• No results found

DE RISICOANALYSE, DE EVALUATIE VAN DE BEHOEFTES EN DE BASISSTUDIE

6.2.1 INLEIDING

Hou er rekening mee dat automatische systemen conform de geldende normen de “standaard” zijn en dat hiervan alleen afgeweken wordt op basis van een goed onderbouwde risicoanalyse. (zie ook 1 Uitgangspunt)

De risicoanalyse en de evaluatie van de behoeftes waarvan de resultaten in de basisstudie verwerkt worden, bestaat uit 2 stappen:

1. Bepalen of er al dan niet nood is aan bepaalde systemen. Met andere woorden op basis van de brandrisicoanalyse (zie 6.2.2) wordt geëvalueerd welk systeem kan helpen om het brandrisico tot beneden een aanvaardbaar niveau te reduceren.

Opdracht -
Schrijf het stuk van de tekst over de risicoanalyse van "De risicoanalyse en" tot "niveau te reduceren." opnieuw uit. Zet daarbij "fasen" in de plaats van "stappen". De rijen hieronder staan los van de tekst over de risicoanalyse.

Gegevensfragment -
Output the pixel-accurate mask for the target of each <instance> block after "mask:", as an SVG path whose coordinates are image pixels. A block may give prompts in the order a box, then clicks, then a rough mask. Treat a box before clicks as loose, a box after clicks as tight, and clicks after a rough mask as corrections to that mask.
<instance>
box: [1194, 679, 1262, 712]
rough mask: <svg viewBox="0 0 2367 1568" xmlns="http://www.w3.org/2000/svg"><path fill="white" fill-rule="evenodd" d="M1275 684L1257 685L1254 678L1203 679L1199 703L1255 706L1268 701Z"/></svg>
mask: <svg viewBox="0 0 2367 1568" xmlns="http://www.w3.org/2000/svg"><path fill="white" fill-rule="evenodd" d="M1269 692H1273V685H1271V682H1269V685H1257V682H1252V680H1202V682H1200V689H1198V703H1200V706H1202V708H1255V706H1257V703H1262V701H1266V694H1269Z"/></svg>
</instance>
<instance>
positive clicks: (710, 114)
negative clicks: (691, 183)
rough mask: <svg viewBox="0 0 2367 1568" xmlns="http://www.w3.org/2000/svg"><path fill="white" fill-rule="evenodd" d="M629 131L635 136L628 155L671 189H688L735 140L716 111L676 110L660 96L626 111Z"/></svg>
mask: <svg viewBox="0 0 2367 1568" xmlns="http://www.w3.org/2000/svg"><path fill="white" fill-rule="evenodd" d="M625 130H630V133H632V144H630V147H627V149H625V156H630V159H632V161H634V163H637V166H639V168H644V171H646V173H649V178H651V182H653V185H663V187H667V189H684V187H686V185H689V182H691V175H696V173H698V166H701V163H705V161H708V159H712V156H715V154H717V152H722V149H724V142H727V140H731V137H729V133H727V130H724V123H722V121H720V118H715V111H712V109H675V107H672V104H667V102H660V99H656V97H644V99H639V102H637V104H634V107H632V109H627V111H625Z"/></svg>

Resultaat -
De risicoanalyse en de evaluatie van de behoeftes waarvan de resultaten in de basisstudie verwerkt worden, bestaat uit 2 fasen:

1. Bepalen of er al dan niet nood is aan bepaalde systemen. Met andere woorden op basis van de brandrisicoanalyse (zie 6.2.2) wordt geëvalueerd welk systeem kan helpen om het brandrisico tot beneden een aanvaardbaar niveau te reduceren.